Sainte-Marcelline-de-Kildare is a municipality in the Lanaudière region of Quebec, Canada, part of the Matawinie Regional County Municipality.

==Etymology==
Saint Marcellina was a Catholic saint who lived in the 4th century. The town was named in her honour because she was the elder sister of Ambrose, another saint, whose name was chosen for the neighboring municipality of Saint-Ambroise-de-Kildare. Since the municipality of Sainte-Marcelline-de-Kildare was created from territories of Saint-Ambroise-de-Kildare, it made sense to name the municipality after her. The name Kildare honors the town of Kildare, Ireland, from which most of the first settlers of the municipality came.

==Demographics==
===Population===

Private dwellings occupied by usual residents (2021): 829 (total dwellings: 1019)

_Problem statement_
Can you set down the passage on Sainte-Marcelline-de-Kildare word for word, the stretch from "Sainte-Marcelline-de-Kildare is a" through "(total dwellings: 1019)"?

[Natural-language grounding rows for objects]

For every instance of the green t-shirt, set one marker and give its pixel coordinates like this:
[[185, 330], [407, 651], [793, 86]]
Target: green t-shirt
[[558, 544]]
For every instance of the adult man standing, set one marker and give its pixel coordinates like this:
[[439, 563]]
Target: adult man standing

_Output below_
Sainte-Marcelline-de-Kildare is a municipality in the Lanaudière region of Quebec, Canada, part of the Matawinie Regional County Municipality.

==Etymology==
Saint Marcellina was a Catholic saint who lived in the 4th century. The town was named in her honour because she was the elder sister of Ambrose, another saint, whose name was chosen for the neighboring municipality of Saint-Ambroise-de-Kildare. Since the municipality of Sainte-Marcelline-de-Kildare was created from territories of Saint-Ambroise-de-Kildare, it made sense to name the municipality after her. The name Kildare honors the town of Kildare, Ireland, from which most of the first settlers of the municipality came.

==Demographics==
===Population===

Private dwellings occupied by usual residents (2021): 829 (total dwellings: 1019)